──────── ВЫБРАННЫЙ ТЕКСТ ────────

Page 35 - Дневник - 1942 год...
P. 35

Только сейчас могу писать, несмотря на страшную головную боль и трудности
          письма в это время и при данных обстоятельствах. Завтра, может даже сегодня уже,
          если не будет темно, опишу дальнейшие приключения мои и причину, по которой не
          смог сегодня писать.
                 Письма тоже не писал. Письма отправил когда приехал сюда, 28 июля. Маме, в
          Ессентуки и тете Ане.

          31.07.1942
                 Утром перед завтраком во взводе при пересыльном пункте. С 28 числа я здесь. В
          школу отсюда без знакомства попасть трудно. В УР свой тоже вряд ли попаду, но буду
          настаивать, чтобы меня послали туда.

                 Здесь 118 УР и в нем все нации. Вчера сюда приезжал представитель 9 армии. Он
          набирал своих людей для отправки в Астрахань, где эта армия сейчас находится. Если
          бы мне удалось туда попасть, тетя Аня, которая  там работает, помогла бы мне
          устроиться в какое-нибудь военное училище. Страстно хочу быть политработником.

────────

**ЦЕЛЬ ЗАДАНИЯ**
Воспроизведите дословно фрагмент дневника 1942 года, который открывается словами, содержащими «Здесь 118 УР», и завершается словами «хочу быть политработником.».

──────── ПРЕДСТАВЛЕННЫЕ ЗАПИСИ ────────

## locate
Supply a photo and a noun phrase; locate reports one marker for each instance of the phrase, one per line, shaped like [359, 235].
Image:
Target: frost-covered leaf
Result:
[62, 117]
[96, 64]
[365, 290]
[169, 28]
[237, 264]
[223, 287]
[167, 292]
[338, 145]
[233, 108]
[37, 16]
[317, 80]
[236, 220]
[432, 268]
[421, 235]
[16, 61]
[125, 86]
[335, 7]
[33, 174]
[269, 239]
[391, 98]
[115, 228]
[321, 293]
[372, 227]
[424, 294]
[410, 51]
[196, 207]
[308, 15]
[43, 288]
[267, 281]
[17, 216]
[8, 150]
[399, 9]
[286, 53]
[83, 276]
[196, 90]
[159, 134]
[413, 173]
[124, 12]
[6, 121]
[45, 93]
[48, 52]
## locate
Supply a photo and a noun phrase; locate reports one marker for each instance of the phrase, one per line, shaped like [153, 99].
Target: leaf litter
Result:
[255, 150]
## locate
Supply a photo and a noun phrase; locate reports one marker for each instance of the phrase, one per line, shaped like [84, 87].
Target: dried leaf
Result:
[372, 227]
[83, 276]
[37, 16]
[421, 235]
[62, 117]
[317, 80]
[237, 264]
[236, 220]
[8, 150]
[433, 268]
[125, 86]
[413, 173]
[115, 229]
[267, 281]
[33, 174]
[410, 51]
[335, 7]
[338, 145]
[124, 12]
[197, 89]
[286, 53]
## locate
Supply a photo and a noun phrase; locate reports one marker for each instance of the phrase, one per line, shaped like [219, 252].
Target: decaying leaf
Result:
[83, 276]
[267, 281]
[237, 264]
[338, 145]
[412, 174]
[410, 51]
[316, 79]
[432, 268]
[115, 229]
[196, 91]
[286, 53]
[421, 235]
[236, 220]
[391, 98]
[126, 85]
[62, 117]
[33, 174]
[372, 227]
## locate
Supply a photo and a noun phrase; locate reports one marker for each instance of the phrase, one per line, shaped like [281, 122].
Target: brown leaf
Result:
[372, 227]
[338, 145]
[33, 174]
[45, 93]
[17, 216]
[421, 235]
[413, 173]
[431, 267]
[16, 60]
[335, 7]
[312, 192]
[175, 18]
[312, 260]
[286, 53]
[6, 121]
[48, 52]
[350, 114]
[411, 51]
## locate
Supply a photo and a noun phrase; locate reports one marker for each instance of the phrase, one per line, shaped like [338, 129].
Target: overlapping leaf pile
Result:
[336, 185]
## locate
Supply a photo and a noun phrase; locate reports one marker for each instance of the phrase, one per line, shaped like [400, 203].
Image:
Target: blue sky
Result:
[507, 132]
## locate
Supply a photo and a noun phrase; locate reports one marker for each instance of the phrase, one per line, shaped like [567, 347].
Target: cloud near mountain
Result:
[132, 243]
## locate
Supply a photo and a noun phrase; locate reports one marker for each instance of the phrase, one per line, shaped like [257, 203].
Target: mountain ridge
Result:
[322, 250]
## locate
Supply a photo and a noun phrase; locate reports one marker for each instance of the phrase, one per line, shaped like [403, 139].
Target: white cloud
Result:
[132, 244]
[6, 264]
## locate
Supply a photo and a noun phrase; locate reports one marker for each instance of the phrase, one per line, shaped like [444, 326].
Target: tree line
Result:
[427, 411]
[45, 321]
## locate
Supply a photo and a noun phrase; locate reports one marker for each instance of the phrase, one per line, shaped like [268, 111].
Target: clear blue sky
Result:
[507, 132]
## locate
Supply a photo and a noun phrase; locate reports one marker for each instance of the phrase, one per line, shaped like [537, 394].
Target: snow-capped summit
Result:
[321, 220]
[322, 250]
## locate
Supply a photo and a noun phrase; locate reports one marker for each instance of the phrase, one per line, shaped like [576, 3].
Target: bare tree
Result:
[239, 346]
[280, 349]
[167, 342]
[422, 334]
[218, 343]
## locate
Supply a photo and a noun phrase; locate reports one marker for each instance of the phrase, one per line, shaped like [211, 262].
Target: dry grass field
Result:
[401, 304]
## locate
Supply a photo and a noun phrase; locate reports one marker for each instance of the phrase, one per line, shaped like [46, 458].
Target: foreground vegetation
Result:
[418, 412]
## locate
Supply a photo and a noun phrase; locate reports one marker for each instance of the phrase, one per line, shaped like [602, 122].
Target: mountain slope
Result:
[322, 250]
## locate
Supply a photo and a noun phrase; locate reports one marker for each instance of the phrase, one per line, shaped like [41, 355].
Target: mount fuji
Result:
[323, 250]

────────

**ОЖИДАЕМЫЙ РЕЗУЛЬТАТ**
Здесь 118 УР и в нем все нации. Вчера сюда приезжал представитель 9 армии. Он
          набирал своих людей для отправки в Астрахань, где эта армия сейчас находится. Если
          бы мне удалось туда попасть, тетя Аня, которая  там работает, помогла бы мне
          устроиться в какое-нибудь военное училище. Страстно хочу быть политработником.